Latihan Singkat 1:
Salin ulang tanpa perubahan baris-baris entri yang dimulai dari baris yang memuat "--target asphalt track" sampai dengan baris yang memuat "M 159 148 L".

Bagian Dokumen:
****************

قُلْ إِنِّيْ لَا أَمْلِكُ لَكُمْ ضَرًّا وَ لَا رَشَدًا. قُلْ إِنِّيْ لَنْ يُجِيْرَنِيْ مِنَ اللهِ أَحَدٌ وَ لَنْ أَجِدَ مِنْ دُوْنِهِ مُلْتَحَدًا. إِلَّا بَلَاغًا مِّنَ اللهِ وَ رِسَالَاتِهِ وَ مَنْ يَعْصِ اللهَ وَ رَسُوْلَهُ فَإِنَّ لَهُ نَارَ جَهَنَّمَ خَالِدِيْنَ فِيْهَا أَبَدًا. حَتَّى إِذَا رَأَوْا مَا يُوْعَدُوْنَ فَسَيَعْلَمُوْنَ مَنْ أَضْعَفُ نَاصِرًا وَ أَقَلُّ عَدَدًا.
072: 21. Katakanlah: “Sesungguhnya aku tidak kuasa mendatangkan sesuatu kemudharatan pun kepadamu dan tidak (pula) suatu kemanfataan.”
072: 22. Katakanlah: “Sesungguhnya aku sekali-kali tiada seorang pun yang dapat melindungiku dari (adzab) Allah dan sekali-kali tiada akan memperoleh tempat berlindung selain daripada-Nya.”
072: 23. Akan tetapi (aku hanya) menyampaikan (peringatan) dari Allah dan risalah-Nya dan barang siapa yang mendurhakai Allah dan Rasūl-Nya, maka sesungguhnya baginyalah neraka Jahannam, mereka kekal di dalamnya selama-lamanya.
072: 24. Sehingga apabila mereka melihat adzab yang diancamkan kepada mereka, maka mereka akan mengetahui siapakah yang lebih lemah penolongnya dan lebih sedikit bilangannya.
AYAT 21
قُلْ إِنِّيْ لَا أَمْلِكُ لَكُمْ ضَرًّا وَ لَا رَشَدًا.

****************

Latihan Singkat 2:
Tuliskan lanjutan teks ayat beserta terjemahannya di atas, dimulai setelah kalimat terakhir yang tertera.

(Data anotasi wilayah gambar)
****************

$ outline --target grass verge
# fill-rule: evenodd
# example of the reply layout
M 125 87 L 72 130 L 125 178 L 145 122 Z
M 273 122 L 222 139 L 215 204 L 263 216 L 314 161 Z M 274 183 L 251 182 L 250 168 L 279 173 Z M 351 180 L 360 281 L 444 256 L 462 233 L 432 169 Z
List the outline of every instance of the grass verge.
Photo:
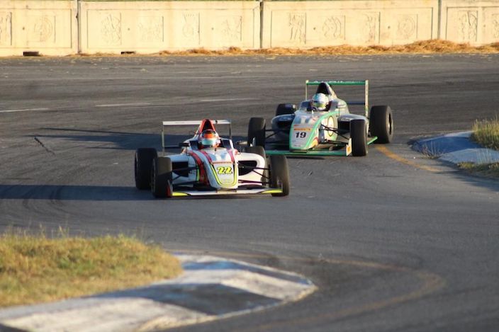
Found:
M 149 55 L 126 54 L 111 55 L 106 53 L 81 54 L 69 57 L 164 57 L 164 56 L 334 56 L 334 55 L 370 55 L 403 54 L 495 54 L 499 53 L 499 42 L 481 46 L 472 46 L 469 43 L 456 43 L 440 39 L 420 40 L 410 44 L 393 46 L 325 46 L 312 48 L 272 47 L 256 50 L 243 50 L 230 47 L 223 50 L 196 48 L 179 51 L 161 51 Z
M 473 125 L 471 139 L 489 149 L 499 150 L 499 118 L 476 120 Z M 499 178 L 499 163 L 461 163 L 458 166 L 473 175 L 487 178 Z
M 0 236 L 0 307 L 134 287 L 181 272 L 160 247 L 125 236 Z
M 475 121 L 471 139 L 483 147 L 499 150 L 499 118 Z

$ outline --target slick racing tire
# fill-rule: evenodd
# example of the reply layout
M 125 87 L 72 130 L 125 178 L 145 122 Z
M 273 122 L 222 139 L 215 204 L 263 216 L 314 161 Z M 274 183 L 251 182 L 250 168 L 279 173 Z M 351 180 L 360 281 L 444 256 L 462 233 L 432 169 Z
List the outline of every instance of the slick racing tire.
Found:
M 355 119 L 350 121 L 352 155 L 363 156 L 367 154 L 367 130 L 366 121 Z
M 287 196 L 290 188 L 288 159 L 282 155 L 273 155 L 269 161 L 270 187 L 282 189 L 282 193 L 274 193 L 272 196 Z
M 140 148 L 135 151 L 134 170 L 137 189 L 145 190 L 151 188 L 151 169 L 157 156 L 156 149 Z
M 169 158 L 155 159 L 151 171 L 151 192 L 157 198 L 172 197 L 172 159 Z
M 393 118 L 390 106 L 373 106 L 369 114 L 371 136 L 378 137 L 374 143 L 390 143 L 393 139 Z
M 293 104 L 279 104 L 276 109 L 276 116 L 285 114 L 293 114 L 296 110 L 296 105 Z
M 265 119 L 252 118 L 248 125 L 248 146 L 265 147 Z
M 264 159 L 267 158 L 267 154 L 265 154 L 265 149 L 264 149 L 262 147 L 246 147 L 243 152 L 246 152 L 247 154 L 259 154 L 262 157 L 264 157 Z
M 267 161 L 267 154 L 265 154 L 265 149 L 262 147 L 246 147 L 243 151 L 248 154 L 255 154 L 264 157 L 264 160 Z M 267 167 L 268 168 L 268 167 Z M 257 172 L 262 174 L 262 183 L 269 183 L 269 170 L 268 169 L 253 169 L 254 172 Z

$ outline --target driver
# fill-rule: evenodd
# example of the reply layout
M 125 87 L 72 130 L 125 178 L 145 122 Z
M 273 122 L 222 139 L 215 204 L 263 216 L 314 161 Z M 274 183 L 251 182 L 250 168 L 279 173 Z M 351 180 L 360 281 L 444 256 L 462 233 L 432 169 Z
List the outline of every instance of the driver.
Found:
M 220 137 L 218 134 L 217 134 L 217 132 L 211 129 L 204 130 L 201 134 L 199 135 L 199 138 L 198 139 L 200 149 L 218 147 L 220 142 Z
M 324 112 L 326 110 L 328 104 L 329 98 L 324 93 L 315 93 L 312 97 L 311 105 L 313 110 Z

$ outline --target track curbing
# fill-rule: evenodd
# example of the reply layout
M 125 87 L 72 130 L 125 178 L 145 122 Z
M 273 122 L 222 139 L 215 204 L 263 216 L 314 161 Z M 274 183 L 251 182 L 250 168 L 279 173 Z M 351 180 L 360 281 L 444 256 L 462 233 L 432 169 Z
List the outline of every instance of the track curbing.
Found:
M 178 254 L 184 273 L 148 286 L 0 310 L 0 330 L 148 331 L 298 301 L 316 287 L 287 271 L 211 256 Z

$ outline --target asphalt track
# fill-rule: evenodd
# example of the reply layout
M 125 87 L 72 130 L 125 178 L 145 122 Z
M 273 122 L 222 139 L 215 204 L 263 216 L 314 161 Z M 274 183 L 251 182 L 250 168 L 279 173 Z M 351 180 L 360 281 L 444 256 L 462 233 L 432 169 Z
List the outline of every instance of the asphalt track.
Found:
M 159 148 L 162 120 L 229 118 L 242 137 L 250 117 L 302 99 L 307 79 L 369 79 L 371 105 L 393 110 L 394 143 L 290 159 L 284 198 L 157 200 L 135 189 L 134 150 Z M 498 90 L 497 55 L 2 59 L 0 229 L 138 234 L 319 287 L 179 331 L 498 331 L 499 182 L 408 142 L 493 117 Z

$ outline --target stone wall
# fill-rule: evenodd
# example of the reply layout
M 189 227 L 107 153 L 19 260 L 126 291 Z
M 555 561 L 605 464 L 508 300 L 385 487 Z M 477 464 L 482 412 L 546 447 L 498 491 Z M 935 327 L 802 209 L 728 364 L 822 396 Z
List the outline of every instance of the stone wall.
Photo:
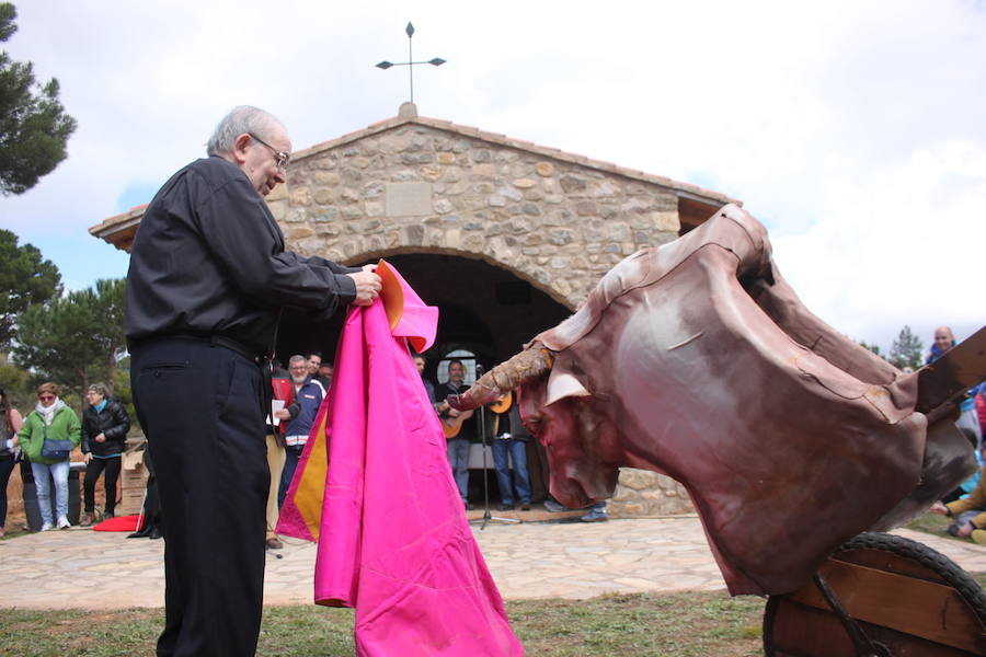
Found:
M 693 514 L 685 486 L 663 474 L 621 468 L 620 480 L 606 510 L 614 518 L 653 518 Z
M 415 123 L 302 151 L 267 200 L 302 254 L 475 257 L 569 308 L 680 227 L 667 188 Z
M 677 238 L 678 197 L 666 186 L 434 123 L 371 126 L 296 153 L 288 184 L 267 197 L 290 247 L 346 264 L 399 253 L 478 258 L 574 309 L 623 257 Z M 693 511 L 679 484 L 632 469 L 608 508 Z

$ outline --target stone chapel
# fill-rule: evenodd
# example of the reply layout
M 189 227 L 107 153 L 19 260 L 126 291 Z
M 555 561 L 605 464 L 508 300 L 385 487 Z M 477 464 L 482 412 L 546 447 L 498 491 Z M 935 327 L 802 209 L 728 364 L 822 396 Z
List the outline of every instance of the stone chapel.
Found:
M 699 226 L 727 203 L 718 192 L 504 135 L 398 116 L 295 151 L 287 184 L 267 196 L 288 247 L 346 265 L 386 258 L 439 308 L 426 374 L 449 357 L 489 369 L 565 319 L 623 257 Z M 144 206 L 90 233 L 129 252 Z M 277 355 L 331 360 L 342 324 L 285 313 Z M 492 468 L 492 460 L 490 460 Z M 534 475 L 534 473 L 532 473 Z M 475 479 L 475 477 L 473 477 Z M 495 477 L 491 477 L 495 481 Z M 684 488 L 624 470 L 614 516 L 690 511 Z

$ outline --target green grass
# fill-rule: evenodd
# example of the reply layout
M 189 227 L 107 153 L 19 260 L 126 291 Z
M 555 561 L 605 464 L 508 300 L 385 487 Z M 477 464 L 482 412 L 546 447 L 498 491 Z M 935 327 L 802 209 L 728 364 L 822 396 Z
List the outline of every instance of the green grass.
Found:
M 601 596 L 507 602 L 514 632 L 538 657 L 749 657 L 761 655 L 764 600 L 720 592 Z M 0 610 L 0 655 L 152 655 L 161 609 L 111 612 Z M 353 611 L 264 610 L 260 657 L 353 655 Z
M 950 520 L 925 514 L 906 527 L 948 537 Z M 951 537 L 949 537 L 951 538 Z M 955 539 L 959 540 L 959 539 Z M 981 585 L 986 574 L 973 574 Z M 507 602 L 530 656 L 752 657 L 763 655 L 764 600 L 724 591 L 607 595 L 592 600 Z M 0 609 L 0 655 L 84 657 L 152 655 L 161 609 L 111 612 Z M 257 655 L 353 655 L 353 611 L 314 606 L 264 610 Z

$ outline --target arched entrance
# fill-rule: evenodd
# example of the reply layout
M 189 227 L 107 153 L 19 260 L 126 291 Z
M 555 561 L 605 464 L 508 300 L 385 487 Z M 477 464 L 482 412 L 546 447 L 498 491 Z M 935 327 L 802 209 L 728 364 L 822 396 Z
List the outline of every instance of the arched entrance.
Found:
M 484 261 L 448 253 L 403 253 L 383 255 L 394 265 L 425 303 L 438 307 L 438 333 L 425 357 L 425 377 L 438 383 L 445 380 L 439 365 L 457 351 L 474 356 L 484 369 L 519 351 L 524 343 L 550 328 L 570 314 L 565 308 L 535 285 L 514 273 Z M 367 257 L 363 262 L 372 261 Z M 337 313 L 324 325 L 286 310 L 277 338 L 277 356 L 287 362 L 293 354 L 321 351 L 324 360 L 334 360 L 345 313 Z M 467 360 L 463 358 L 463 360 Z M 467 383 L 474 378 L 469 369 Z M 528 446 L 528 464 L 535 498 L 547 493 L 547 465 L 540 446 Z M 489 451 L 489 450 L 488 450 Z M 474 461 L 474 460 L 473 460 Z M 471 466 L 475 466 L 471 463 Z M 498 502 L 496 481 L 490 469 L 491 499 Z M 474 473 L 479 474 L 479 473 Z M 481 499 L 481 476 L 471 476 L 470 499 Z

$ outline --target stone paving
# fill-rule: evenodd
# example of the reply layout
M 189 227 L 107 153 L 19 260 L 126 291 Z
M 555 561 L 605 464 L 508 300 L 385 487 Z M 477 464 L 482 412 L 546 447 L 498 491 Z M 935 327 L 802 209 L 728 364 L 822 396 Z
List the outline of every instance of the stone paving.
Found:
M 485 529 L 473 522 L 504 598 L 724 588 L 695 516 L 596 523 L 573 516 L 577 512 L 562 515 L 562 521 L 491 522 Z M 938 550 L 968 572 L 986 572 L 986 546 L 907 530 L 895 533 Z M 163 551 L 162 541 L 80 528 L 0 541 L 0 607 L 162 607 Z M 284 550 L 267 555 L 264 602 L 310 602 L 314 545 L 289 539 Z

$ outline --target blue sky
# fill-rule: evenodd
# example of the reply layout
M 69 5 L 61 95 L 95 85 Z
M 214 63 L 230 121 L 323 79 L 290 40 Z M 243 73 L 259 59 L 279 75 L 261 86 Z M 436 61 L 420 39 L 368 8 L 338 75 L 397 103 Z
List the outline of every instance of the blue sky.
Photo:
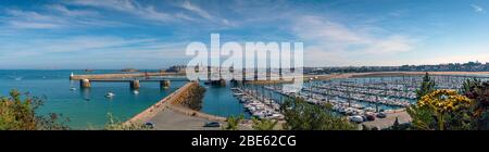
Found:
M 306 66 L 489 62 L 487 0 L 0 2 L 0 68 L 163 68 L 191 41 L 304 43 Z

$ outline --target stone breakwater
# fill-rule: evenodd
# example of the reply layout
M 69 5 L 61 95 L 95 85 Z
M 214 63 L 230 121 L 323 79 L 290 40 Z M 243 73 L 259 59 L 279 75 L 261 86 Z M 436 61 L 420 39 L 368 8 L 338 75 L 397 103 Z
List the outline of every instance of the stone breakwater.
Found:
M 142 123 L 153 117 L 158 112 L 164 110 L 165 107 L 179 103 L 188 98 L 191 94 L 190 90 L 193 87 L 199 87 L 199 84 L 195 81 L 185 84 L 181 88 L 175 90 L 173 93 L 168 94 L 147 110 L 128 119 L 126 123 Z
M 145 123 L 145 122 L 151 119 L 152 117 L 154 117 L 159 112 L 161 112 L 165 109 L 172 109 L 180 114 L 201 117 L 201 118 L 205 118 L 209 121 L 218 121 L 218 122 L 226 121 L 225 117 L 205 114 L 205 113 L 190 110 L 188 107 L 180 105 L 180 103 L 190 99 L 190 96 L 193 96 L 192 90 L 197 89 L 198 87 L 199 87 L 199 84 L 196 81 L 187 83 L 186 85 L 184 85 L 181 88 L 177 89 L 170 96 L 165 97 L 164 99 L 160 100 L 152 106 L 148 107 L 147 110 L 142 111 L 141 113 L 137 114 L 133 118 L 125 122 L 125 124 Z
M 111 79 L 111 78 L 135 78 L 145 76 L 185 76 L 185 73 L 130 73 L 130 74 L 95 74 L 95 75 L 72 75 L 71 80 L 80 79 Z

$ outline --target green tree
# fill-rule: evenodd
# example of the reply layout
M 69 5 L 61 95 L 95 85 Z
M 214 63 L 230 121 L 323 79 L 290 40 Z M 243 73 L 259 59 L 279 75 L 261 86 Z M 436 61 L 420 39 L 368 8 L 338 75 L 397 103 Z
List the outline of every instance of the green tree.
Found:
M 422 97 L 435 91 L 436 90 L 435 86 L 436 86 L 435 80 L 432 80 L 429 77 L 429 74 L 426 73 L 425 76 L 423 77 L 423 81 L 421 84 L 419 89 L 416 90 L 417 100 L 419 100 Z
M 275 126 L 277 126 L 278 121 L 272 121 L 272 119 L 258 119 L 255 117 L 251 118 L 253 122 L 252 128 L 254 130 L 273 130 Z
M 0 97 L 0 130 L 64 130 L 70 129 L 61 114 L 38 115 L 36 110 L 42 100 L 17 90 L 10 91 L 10 97 Z
M 479 79 L 467 79 L 463 87 L 462 93 L 474 101 L 472 107 L 472 116 L 477 129 L 489 129 L 489 81 Z
M 314 105 L 302 99 L 286 100 L 281 105 L 289 130 L 355 130 L 356 125 L 335 114 L 330 104 Z
M 453 90 L 436 90 L 428 93 L 408 113 L 415 129 L 468 130 L 473 129 L 469 107 L 472 100 Z
M 104 130 L 152 130 L 150 126 L 138 123 L 124 123 L 108 113 L 109 121 L 105 123 Z
M 244 119 L 243 115 L 239 116 L 229 116 L 226 119 L 226 126 L 223 128 L 224 130 L 238 130 L 239 129 L 239 123 Z
M 421 100 L 422 97 L 435 91 L 435 80 L 426 73 L 421 87 L 416 89 L 416 99 Z M 414 129 L 427 130 L 437 126 L 435 114 L 427 107 L 413 105 L 408 107 L 406 112 L 413 119 L 412 127 Z

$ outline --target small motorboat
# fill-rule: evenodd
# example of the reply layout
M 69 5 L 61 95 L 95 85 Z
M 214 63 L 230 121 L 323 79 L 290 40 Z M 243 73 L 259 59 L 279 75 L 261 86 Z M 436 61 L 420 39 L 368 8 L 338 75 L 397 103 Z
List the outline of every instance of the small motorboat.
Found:
M 113 98 L 115 94 L 113 93 L 113 92 L 108 92 L 106 94 L 105 94 L 105 97 L 106 98 Z

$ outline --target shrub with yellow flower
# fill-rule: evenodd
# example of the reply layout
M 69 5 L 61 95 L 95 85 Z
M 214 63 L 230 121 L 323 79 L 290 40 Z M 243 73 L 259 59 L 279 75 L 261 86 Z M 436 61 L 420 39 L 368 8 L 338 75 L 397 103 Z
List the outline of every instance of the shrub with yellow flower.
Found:
M 438 126 L 440 130 L 444 128 L 443 115 L 446 113 L 459 112 L 468 109 L 472 100 L 465 96 L 459 94 L 454 90 L 436 90 L 428 93 L 417 102 L 419 107 L 428 107 L 438 116 Z

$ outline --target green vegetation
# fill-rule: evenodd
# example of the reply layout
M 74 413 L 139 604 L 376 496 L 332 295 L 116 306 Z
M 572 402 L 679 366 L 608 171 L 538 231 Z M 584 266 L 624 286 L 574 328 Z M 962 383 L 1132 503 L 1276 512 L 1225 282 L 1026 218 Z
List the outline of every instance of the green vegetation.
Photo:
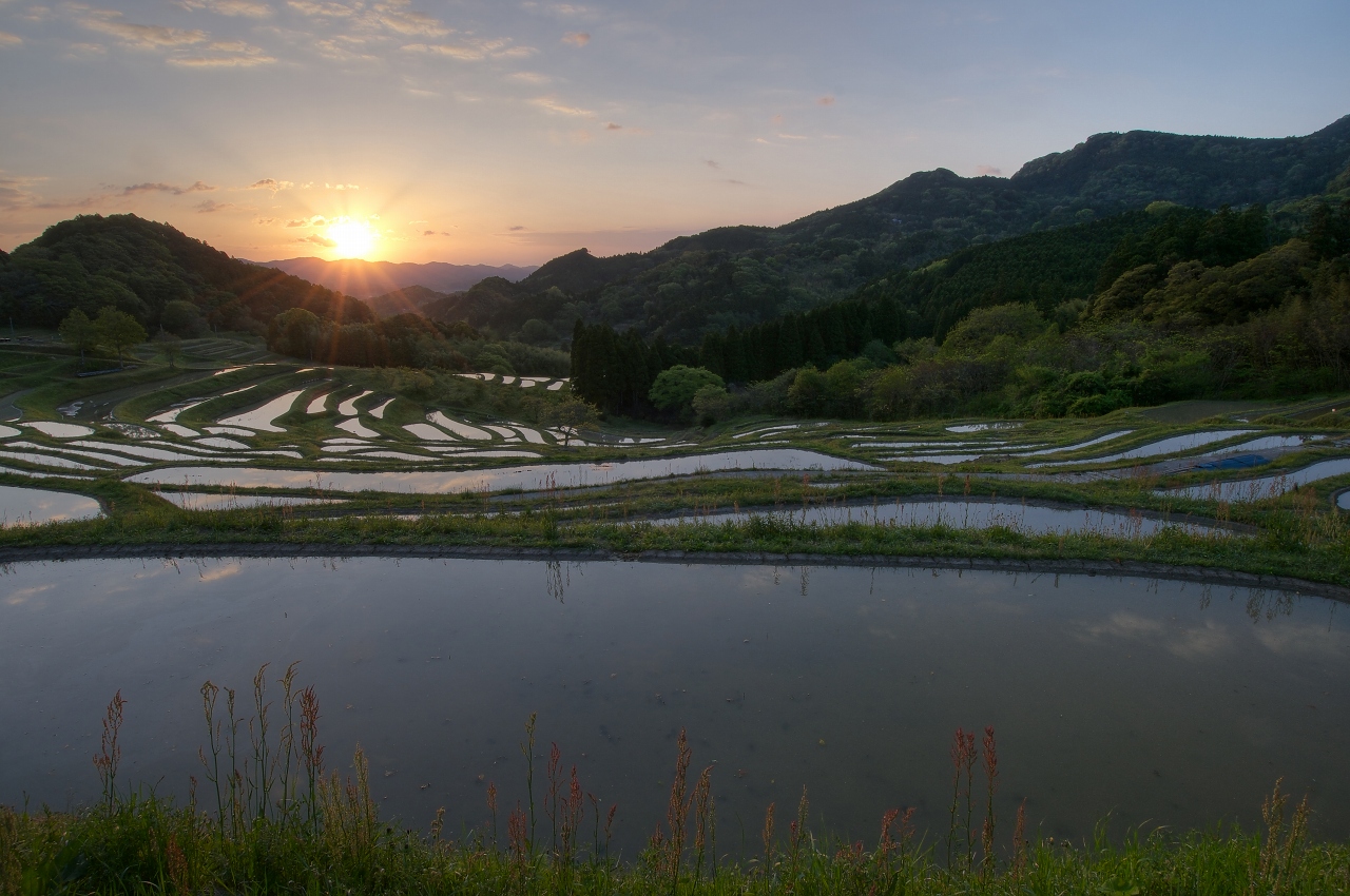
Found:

****************

Jawaban Tertulis 1:
$ outline --target asphalt track
# fill-rule: evenodd
# example of the reply layout
M 125 87 L 72 130 L 125 178 L 145 122 Z
M 273 122 L 222 139 L 215 204 L 263 216 L 314 161 Z M 274 183 L 251 182 L 250 168 L 279 173 Z M 351 180 L 360 281 L 444 256 L 462 233 L 432 169 Z
List the outline of every instance of the asphalt track.
Found:
M 159 148 L 162 120 L 229 118 L 242 137 L 250 117 L 302 99 L 307 79 L 369 79 L 371 105 L 393 110 L 394 143 L 290 159 L 284 198 L 157 200 L 135 189 L 134 150 Z M 498 90 L 497 55 L 2 59 L 0 229 L 138 234 L 319 287 L 179 331 L 498 331 L 499 182 L 408 142 L 493 117 Z

Jawaban Tertulis 2:
072: 21. Katakanlah: “Sesungguhnya aku tidak kuasa mendatangkan sesuatu kemudharatan pun kepadamu dan tidak (pula) suatu kemanfataan.”
Telah disinggung di atas bahwa di ayat 22 ada sebuah hadits yang menjadi asbāb-un-nuzūl ayat tersebut; seorang dedengkot jinn mengajukan diri sebagai pelindung Rasūlullāh. Karena sebagaimana kepercayaan yang di tengah masyarakat Jahiliyyah bahwa diri agar terhindar dari malapetaka dan bencana. Oleh sebab itu, Allah memerintahkan kepada Rasūlullāh s.a.w. agar menjelaskan, jangankan jinn, rasūl saja yang menjadi utusan Allah tidak mempunyai kuasa apa-apa. Katakanlah hai Muḥammad kepada para jinn itu: “Sesungguhnya aku sebagai seorang Rasūl tidak punya kuasa untuk mengadakan dan mendatangkan sesuatu kemudharatan pun atau musibah kepadamu dan tidak (pula) mendatangkan suatu kemanfataan” atau kebahagiaan.
Mendatangkan kemudharatan ataupun mendatangkan kemanfaatan kepada makhluk hanya bisa dilakukan oleh Allah. Makhluk sendiri tidak dapat mengadakan kemudharatan dan kemanfaatan itu. Inilah yang diperintahkan oleh Allah kepada Rasūlullāh s.a.w. agar mendakwahkannya kepada masyarakat jinn dan juga manusia. Katakanlah: “Sesungguhnya aku tidak kuasa mendatangkan sesuatu kemudharatan pun kepadamu. Ini adalah prinsip tauhid. Hanya dalam genggaman Allah terdapat kekuatan dan kekuasaan. Hanya Dia yang bisa mendatangkan kemudharatan, tidak oleh siapa-siapa pun.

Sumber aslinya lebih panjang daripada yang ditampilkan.